Object point labels:
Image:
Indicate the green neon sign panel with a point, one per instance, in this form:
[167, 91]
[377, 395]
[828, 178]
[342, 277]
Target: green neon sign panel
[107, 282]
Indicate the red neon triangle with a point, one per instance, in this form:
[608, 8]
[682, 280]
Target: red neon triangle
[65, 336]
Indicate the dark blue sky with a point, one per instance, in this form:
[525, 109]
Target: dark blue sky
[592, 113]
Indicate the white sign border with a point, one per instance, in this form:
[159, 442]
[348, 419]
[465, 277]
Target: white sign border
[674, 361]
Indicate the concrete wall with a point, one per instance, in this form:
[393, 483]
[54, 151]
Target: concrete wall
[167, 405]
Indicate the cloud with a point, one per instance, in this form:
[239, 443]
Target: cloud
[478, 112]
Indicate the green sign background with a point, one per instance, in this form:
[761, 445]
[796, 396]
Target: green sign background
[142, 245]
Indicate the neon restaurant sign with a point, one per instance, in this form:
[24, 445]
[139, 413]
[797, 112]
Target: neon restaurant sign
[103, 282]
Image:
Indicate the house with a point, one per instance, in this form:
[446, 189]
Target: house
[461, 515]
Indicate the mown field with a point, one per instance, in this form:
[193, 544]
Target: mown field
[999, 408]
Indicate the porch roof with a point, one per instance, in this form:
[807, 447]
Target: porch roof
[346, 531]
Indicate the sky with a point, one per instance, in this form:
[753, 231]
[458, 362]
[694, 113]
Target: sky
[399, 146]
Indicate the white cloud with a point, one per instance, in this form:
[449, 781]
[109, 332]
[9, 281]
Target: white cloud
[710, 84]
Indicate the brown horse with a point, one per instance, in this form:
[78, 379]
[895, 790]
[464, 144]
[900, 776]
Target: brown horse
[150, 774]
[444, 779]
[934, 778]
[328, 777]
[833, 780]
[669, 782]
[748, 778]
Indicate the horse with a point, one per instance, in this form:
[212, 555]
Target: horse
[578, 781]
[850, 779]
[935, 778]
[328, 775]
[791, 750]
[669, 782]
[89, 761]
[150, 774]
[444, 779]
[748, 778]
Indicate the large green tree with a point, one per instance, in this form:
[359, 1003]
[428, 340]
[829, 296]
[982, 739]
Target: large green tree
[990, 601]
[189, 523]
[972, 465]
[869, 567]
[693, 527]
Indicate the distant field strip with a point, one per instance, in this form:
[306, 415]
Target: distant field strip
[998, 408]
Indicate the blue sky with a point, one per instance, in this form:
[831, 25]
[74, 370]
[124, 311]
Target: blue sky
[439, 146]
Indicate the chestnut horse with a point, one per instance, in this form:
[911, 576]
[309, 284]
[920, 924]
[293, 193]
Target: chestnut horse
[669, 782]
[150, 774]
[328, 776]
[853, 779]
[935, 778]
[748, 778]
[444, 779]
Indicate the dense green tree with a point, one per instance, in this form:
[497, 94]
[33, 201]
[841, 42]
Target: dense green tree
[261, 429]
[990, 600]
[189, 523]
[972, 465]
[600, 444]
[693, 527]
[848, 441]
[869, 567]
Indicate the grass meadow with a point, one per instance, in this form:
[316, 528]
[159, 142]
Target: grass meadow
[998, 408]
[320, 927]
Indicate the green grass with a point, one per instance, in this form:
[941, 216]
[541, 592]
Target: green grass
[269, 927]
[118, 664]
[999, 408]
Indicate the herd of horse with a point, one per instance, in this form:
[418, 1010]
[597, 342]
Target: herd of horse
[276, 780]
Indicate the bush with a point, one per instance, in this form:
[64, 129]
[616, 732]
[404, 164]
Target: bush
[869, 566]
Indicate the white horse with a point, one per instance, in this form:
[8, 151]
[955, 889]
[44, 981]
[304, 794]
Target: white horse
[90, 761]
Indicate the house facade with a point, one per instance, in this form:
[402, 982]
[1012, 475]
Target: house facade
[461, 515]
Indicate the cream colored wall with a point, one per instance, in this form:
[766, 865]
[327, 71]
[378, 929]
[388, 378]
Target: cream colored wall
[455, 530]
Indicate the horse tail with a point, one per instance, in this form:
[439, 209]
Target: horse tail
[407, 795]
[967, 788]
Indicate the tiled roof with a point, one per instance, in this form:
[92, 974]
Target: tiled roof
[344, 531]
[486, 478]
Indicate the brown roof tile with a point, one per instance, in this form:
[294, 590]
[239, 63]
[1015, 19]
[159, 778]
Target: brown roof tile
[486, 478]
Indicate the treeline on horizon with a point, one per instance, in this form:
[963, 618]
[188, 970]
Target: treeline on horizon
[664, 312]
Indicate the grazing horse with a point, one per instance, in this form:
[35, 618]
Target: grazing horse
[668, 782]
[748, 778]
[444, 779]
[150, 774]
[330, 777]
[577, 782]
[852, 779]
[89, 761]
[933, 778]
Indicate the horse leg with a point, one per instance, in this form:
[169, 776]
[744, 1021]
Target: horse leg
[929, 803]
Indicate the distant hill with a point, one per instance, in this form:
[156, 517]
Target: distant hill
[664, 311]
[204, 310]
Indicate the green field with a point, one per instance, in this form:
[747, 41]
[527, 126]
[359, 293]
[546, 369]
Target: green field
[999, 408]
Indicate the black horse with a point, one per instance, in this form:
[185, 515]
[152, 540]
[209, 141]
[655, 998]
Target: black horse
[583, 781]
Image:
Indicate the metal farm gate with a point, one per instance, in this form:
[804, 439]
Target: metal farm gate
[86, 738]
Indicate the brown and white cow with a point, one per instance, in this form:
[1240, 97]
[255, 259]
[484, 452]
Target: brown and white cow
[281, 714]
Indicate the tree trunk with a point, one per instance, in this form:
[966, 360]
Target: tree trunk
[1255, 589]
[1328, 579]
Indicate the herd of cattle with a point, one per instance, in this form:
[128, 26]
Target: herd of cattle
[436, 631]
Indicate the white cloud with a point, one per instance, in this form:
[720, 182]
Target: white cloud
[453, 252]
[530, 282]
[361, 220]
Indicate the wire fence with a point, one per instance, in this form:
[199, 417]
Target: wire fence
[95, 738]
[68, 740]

Set exercise – Rewrite every line of these records as a JSON list of strings, one string for each line, and leave out blank lines.

Task output –
[
  "Image:",
  "Indicate the green neon sign panel with a point, one per instance, in this form:",
  "[167, 91]",
  "[377, 395]",
  "[828, 178]",
  "[342, 277]",
  "Target: green neon sign panel",
  "[107, 282]",
  "Indicate the red neon triangle with a point, one per instance, in this form:",
  "[608, 8]",
  "[682, 280]",
  "Target: red neon triangle",
  "[65, 336]",
  "Indicate the dark blue sky with a point, one per instance, in this form:",
  "[525, 109]",
  "Target: dark blue sky",
  "[592, 113]",
  "Indicate the white sign border with a point, one per instance, in this form:",
  "[159, 442]",
  "[348, 419]",
  "[465, 277]",
  "Target: white sign border",
  "[674, 361]",
  "Indicate the concrete wall with a point, one per instance, in this form:",
  "[393, 483]",
  "[54, 151]",
  "Target: concrete wall",
  "[167, 405]",
  "Indicate the cloud with a point, one per instance, in this form:",
  "[239, 443]",
  "Target: cloud",
  "[478, 112]",
  "Indicate the green sign background with a point, one per instance, in this form:",
  "[761, 445]",
  "[796, 396]",
  "Target: green sign background",
  "[142, 245]",
  "Indicate the neon restaurant sign with a point, one per instance, in this form:",
  "[24, 445]",
  "[139, 413]",
  "[797, 112]",
  "Target: neon restaurant sign",
  "[103, 282]",
  "Image:",
  "Indicate the house with a point, one per instance, in this form:",
  "[446, 189]",
  "Target: house",
  "[461, 515]",
  "Indicate the mown field with a point, one per instance, in this form:",
  "[193, 544]",
  "Target: mown field",
  "[999, 408]",
  "Indicate the porch roof with a point, one per instance, in this form:",
  "[807, 447]",
  "Target: porch roof",
  "[346, 531]",
  "Indicate the sky with a point, one per instance, in this form:",
  "[753, 231]",
  "[458, 362]",
  "[694, 113]",
  "Target: sky",
  "[399, 146]",
  "Indicate the white cloud with a point, one per instance, in this form:",
  "[449, 781]",
  "[109, 332]",
  "[9, 281]",
  "Target: white cloud",
  "[710, 84]",
  "Indicate the brown horse with a point, one per instance, in this form:",
  "[78, 379]",
  "[895, 790]",
  "[464, 144]",
  "[900, 776]",
  "Target: brown horse",
  "[150, 774]",
  "[444, 779]",
  "[934, 778]",
  "[328, 777]",
  "[833, 780]",
  "[669, 782]",
  "[748, 778]",
  "Indicate the horse with a point, one per instance, in this form:",
  "[212, 555]",
  "Target: horse",
  "[578, 781]",
  "[850, 779]",
  "[935, 778]",
  "[328, 775]",
  "[791, 750]",
  "[669, 782]",
  "[89, 761]",
  "[150, 774]",
  "[444, 779]",
  "[748, 778]",
  "Indicate the large green tree with a point, one per instance, in this form:",
  "[359, 1003]",
  "[428, 340]",
  "[829, 296]",
  "[982, 739]",
  "Target: large green tree",
  "[990, 601]",
  "[189, 523]",
  "[972, 465]",
  "[869, 567]",
  "[693, 527]",
  "Indicate the distant field strip with a point, one per instance, in this form:",
  "[306, 415]",
  "Target: distant field strip",
  "[998, 408]",
  "Indicate the blue sky with a point, one per instance, in this form:",
  "[831, 25]",
  "[74, 370]",
  "[124, 311]",
  "Target: blue sky",
  "[439, 146]",
  "Indicate the chestnut horse with a point, one per instance, in this form:",
  "[911, 576]",
  "[309, 284]",
  "[920, 924]",
  "[293, 193]",
  "Target: chestnut horse",
  "[669, 782]",
  "[150, 774]",
  "[328, 776]",
  "[853, 779]",
  "[935, 778]",
  "[748, 778]",
  "[444, 779]",
  "Indicate the dense green tree with a point, one per instance, in this form:",
  "[497, 94]",
  "[33, 201]",
  "[841, 42]",
  "Target: dense green tree",
  "[261, 429]",
  "[990, 600]",
  "[189, 523]",
  "[972, 465]",
  "[600, 444]",
  "[693, 527]",
  "[848, 441]",
  "[869, 567]",
  "Indicate the grass meadow with a point, one per instance, in this form:",
  "[316, 528]",
  "[159, 142]",
  "Target: grass meadow",
  "[998, 408]",
  "[320, 927]",
  "Indicate the green grass with a point, one per instance, in this form:",
  "[941, 216]",
  "[541, 592]",
  "Target: green grass",
  "[269, 927]",
  "[118, 664]",
  "[999, 408]",
  "Indicate the herd of horse with a point, one per instance, in this form:",
  "[418, 1010]",
  "[597, 342]",
  "Target: herd of horse",
  "[276, 780]",
  "Indicate the bush with a point, one per instance, in this form:",
  "[64, 129]",
  "[616, 732]",
  "[404, 164]",
  "Target: bush",
  "[869, 566]",
  "Indicate the white horse with a point, one per instance, in this form:",
  "[8, 151]",
  "[955, 889]",
  "[44, 981]",
  "[304, 794]",
  "Target: white horse",
  "[90, 761]",
  "Indicate the house facade with a point, one per instance, in this form:",
  "[402, 982]",
  "[1012, 475]",
  "Target: house facade",
  "[461, 515]",
  "Indicate the cream colored wall with a point, one per instance, in this form:",
  "[766, 865]",
  "[327, 71]",
  "[378, 929]",
  "[388, 378]",
  "Target: cream colored wall",
  "[455, 530]",
  "Indicate the horse tail with a point, one per instance, in this form:",
  "[439, 209]",
  "Target: horse tail",
  "[407, 795]",
  "[967, 788]",
  "Indicate the tiled roof with a point, one per instance, in this form:",
  "[92, 974]",
  "Target: tiled roof",
  "[344, 531]",
  "[486, 478]",
  "Indicate the brown roof tile with a point, one per instance, in this form:",
  "[294, 590]",
  "[239, 63]",
  "[1015, 19]",
  "[159, 778]",
  "Target: brown roof tile",
  "[486, 478]",
  "Indicate the treeline on horizon with a point, one per instance, in this form:",
  "[963, 618]",
  "[188, 970]",
  "Target: treeline on horizon",
  "[664, 312]",
  "Indicate the grazing horse with a point, one per instance, in this form:",
  "[35, 618]",
  "Target: grazing horse",
  "[668, 782]",
  "[748, 778]",
  "[444, 779]",
  "[150, 774]",
  "[330, 777]",
  "[577, 782]",
  "[852, 779]",
  "[89, 761]",
  "[933, 778]",
  "Indicate the horse leg with a point, one per instance, in this form:",
  "[169, 776]",
  "[744, 1021]",
  "Target: horse leg",
  "[929, 803]",
  "Indicate the distant hill with a point, one per instance, in this form:",
  "[156, 517]",
  "Target: distant hill",
  "[664, 311]",
  "[204, 310]",
  "Indicate the green field with a point, one per instance, in this form:",
  "[747, 41]",
  "[527, 126]",
  "[359, 293]",
  "[546, 369]",
  "Target: green field",
  "[999, 408]",
  "Indicate the black horse with a point, one per instance, in this form:",
  "[185, 515]",
  "[152, 540]",
  "[209, 141]",
  "[655, 998]",
  "Target: black horse",
  "[583, 781]",
  "Image:",
  "Indicate the metal farm gate with a point, one per instance, in this form:",
  "[804, 439]",
  "Target: metal farm gate",
  "[86, 738]",
  "Indicate the brown and white cow with a point, one per instance, in this form:",
  "[1240, 97]",
  "[255, 259]",
  "[484, 452]",
  "Target: brown and white cow",
  "[281, 714]",
  "Indicate the tree trunk with a point, one per instance, in this form:",
  "[966, 360]",
  "Target: tree trunk",
  "[1255, 589]",
  "[1328, 579]",
  "Indicate the herd of cattle with a point, one per instance, in this form:",
  "[128, 26]",
  "Target: herd of cattle",
  "[436, 631]",
  "Indicate the white cloud with a point, one per instance, in this form:",
  "[720, 182]",
  "Target: white cloud",
  "[453, 252]",
  "[530, 282]",
  "[361, 220]",
  "Indicate the wire fence with a point, one per instance, in this form:",
  "[199, 417]",
  "Target: wire fence",
  "[95, 738]",
  "[68, 740]"
]